PASSAGE PROVIDED:
## start

# install used wood french doors



## Ron6519 (Mar 28, 2007)

Simply buy an interior door frame and fit it to the doors. Use the hinges that are on the doors.
Ron


----------



## oh'mike (Sep 18, 2009)

After you follow Rons suggestion -----use 2 1/2 " screws to hang the heavy doors--you want screw long enough to go through the jamb into the framing--Mike--


----------



## subvet (Apr 11, 2010)

" Simply buy an interior door frame and fit it to the doors. Use the hinges that are on the doors.
Ron "------------------------------------------------------------------

Thanks for the reply Ron & Mike, so that sounds like you lay out the frame on the garage floor, and place the doors in frame, trace the hinge and route recess for the hinges, then remove hinge pins and realign frame in rough out opening, and then hange doors with shiming to get correct gap? does that sound right? It seems like a real plan if thats what I think you mean. Also I would use the longer screws because of the weight lof the doors like Mike said. It would be a lot easier to locate hinge recesses that way rather that after the frame was installed.
Thanks


----------



## oh'mike (Sep 18, 2009)

I cut the hinges into the side jambs before assembling the three jamb sections. 
lay the door onto a sawhorse so the hinges hang down.----

from the top of the door--measure to the top of the hinge.

From the rabbit(notch For the top jamb) measure down using your hinge number and add 1/8 inch.

Grab some clamps--clamp the jamb side to the loose hinge plates--using your mark at the top hinge.

Check --make sure you have really taken the numbers from the top of the door--does it look right?

Next using a sharp pencil mark the hinge side location.

I use a router to cut the hinge pockets--remove one hinge--set router guide and half inch bit using the old door as a guide.
Use the loose hinge to set the cutter depth.

If you wish to hand chisel the butts use a marking gauge or tri-square to draw the bottom mark for the 
cut.

I have extremely steady hands and can successfully route the butts using the router depth guide.

You may wish to clamp a couple of speed squares to the jambs as side stops.

---Mike----


----------



## Big Bob (Jul 27, 2007)

subvet said:


> Hello, I just purchased this set of exterior french doors for $75.00 at a local antique mall. I want to install them in an uncased opening in my basement separating 2 rooms (interior). The current opening which is drywalled) is 61 1/4 inches. The doors are 29 1/2 inches. the height of opening is 82 inches, i know Ill have to add a 2 x 4 or something to bring the header down a bit.
> 
> Questions: Do I use the existing hinges still on the doors?
> 
> ...


 
You did real good finding these great old doors.

A++ advice from posters above.

#'s you advised (dementions) got me thinking..

" i know Ill have to add a 2 x 4 or something to bring the header down a bit. *If rough is 82" and if door is 6-8 "80" ..check your floor type and clearance.. 3/4 + 3/4 jamb = 1-1/2" + 1/8" top gap door to jamb + floor needs... get the tape out...*

Questions: Do I use the existing hinges still on the doors?* they appear to be in great condition ..why not.*

Do I buy pre-made door casing or make my own and trim it out ? *your a furniture guy..get the tape measure out.. check out the actual depth with mudded corners on your cassed opening.. how straight and clean is it? what size do you need? header width might not be ok for precut jamb set.. 59 " + 1/4 space + 1/8 + 1/8 + 1.5 (rabbited jamb)= 61" precut might be off that..double check*

Is the opening going to work? or do I have to remove drywall to gain more clearence.. *You may not need to remove drywall..but you might want to.. all depend on the cassed opening corner work of the mudded opening. How will your casing lay on the wall?*

If I do use exsisting hinges Do you prop door up align and draw hinges on casing to be chisled or routed? *what ever works for you.. trust your tape.. measure twice cut once.*

*Have fun... what's your plan for the lock set area's?*


----------



## oh'mike (Sep 18, 2009)

## end

[Dataset items]

## start

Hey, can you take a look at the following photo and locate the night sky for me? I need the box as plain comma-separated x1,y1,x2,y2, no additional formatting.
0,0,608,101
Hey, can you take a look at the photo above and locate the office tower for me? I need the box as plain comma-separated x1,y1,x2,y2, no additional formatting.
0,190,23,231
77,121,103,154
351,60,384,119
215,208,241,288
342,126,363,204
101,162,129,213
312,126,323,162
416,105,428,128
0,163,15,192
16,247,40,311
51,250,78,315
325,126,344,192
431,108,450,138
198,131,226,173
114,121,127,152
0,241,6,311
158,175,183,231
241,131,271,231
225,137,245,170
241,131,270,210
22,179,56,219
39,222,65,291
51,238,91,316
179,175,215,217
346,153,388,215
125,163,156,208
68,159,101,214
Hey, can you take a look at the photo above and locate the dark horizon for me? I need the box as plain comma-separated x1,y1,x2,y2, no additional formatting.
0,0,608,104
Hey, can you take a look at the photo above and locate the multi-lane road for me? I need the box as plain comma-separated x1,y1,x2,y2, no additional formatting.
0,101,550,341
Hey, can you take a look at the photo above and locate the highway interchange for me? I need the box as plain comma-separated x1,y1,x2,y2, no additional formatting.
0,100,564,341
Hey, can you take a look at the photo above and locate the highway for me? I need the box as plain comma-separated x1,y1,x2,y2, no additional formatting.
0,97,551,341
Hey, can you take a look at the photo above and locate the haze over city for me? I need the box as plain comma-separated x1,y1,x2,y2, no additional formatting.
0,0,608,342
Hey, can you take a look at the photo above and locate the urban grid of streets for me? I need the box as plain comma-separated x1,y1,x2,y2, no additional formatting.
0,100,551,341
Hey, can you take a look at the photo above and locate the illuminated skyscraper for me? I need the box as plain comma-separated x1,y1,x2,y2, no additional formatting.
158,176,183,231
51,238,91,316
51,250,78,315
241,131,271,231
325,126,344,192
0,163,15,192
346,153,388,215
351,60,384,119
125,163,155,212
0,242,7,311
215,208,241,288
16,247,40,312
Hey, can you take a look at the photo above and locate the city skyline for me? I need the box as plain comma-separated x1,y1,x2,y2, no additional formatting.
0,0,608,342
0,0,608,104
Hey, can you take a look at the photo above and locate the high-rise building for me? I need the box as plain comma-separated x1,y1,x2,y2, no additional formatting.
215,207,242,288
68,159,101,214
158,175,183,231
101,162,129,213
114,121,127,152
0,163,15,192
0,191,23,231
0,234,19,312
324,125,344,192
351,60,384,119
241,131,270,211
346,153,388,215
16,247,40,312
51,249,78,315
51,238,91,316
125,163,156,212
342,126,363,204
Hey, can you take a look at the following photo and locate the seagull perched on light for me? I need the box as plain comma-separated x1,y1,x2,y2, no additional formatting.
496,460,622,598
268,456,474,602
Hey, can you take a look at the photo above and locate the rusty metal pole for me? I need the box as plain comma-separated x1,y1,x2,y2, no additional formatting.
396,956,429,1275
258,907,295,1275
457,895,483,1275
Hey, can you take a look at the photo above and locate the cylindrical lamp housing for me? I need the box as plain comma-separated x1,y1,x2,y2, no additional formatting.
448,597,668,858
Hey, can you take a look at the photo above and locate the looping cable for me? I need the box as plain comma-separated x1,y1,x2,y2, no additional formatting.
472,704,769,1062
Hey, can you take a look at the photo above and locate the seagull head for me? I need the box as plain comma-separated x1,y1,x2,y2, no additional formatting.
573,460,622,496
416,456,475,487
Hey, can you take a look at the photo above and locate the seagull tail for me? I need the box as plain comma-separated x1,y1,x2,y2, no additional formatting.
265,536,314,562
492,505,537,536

## end

SET TASKS:
- A) In the thread on installing used wood French doors, what screw length does oh'mike recommend for hanging the heavy doors?
- B) Quote the entries word for word, starting at the line that contains "the seagull tail" and ending at the last line of the entries.

ANSWERS TO THE EXERCISE:
- A) 2 1/2-inch screws, long enough to go through the jamb into the framing.

- B)
Hey, can you take a look at the photo above and locate the seagull tail for me? I need the box as plain comma-separated x1,y1,x2,y2, no additional formatting.
265,536,314,562
492,505,537,536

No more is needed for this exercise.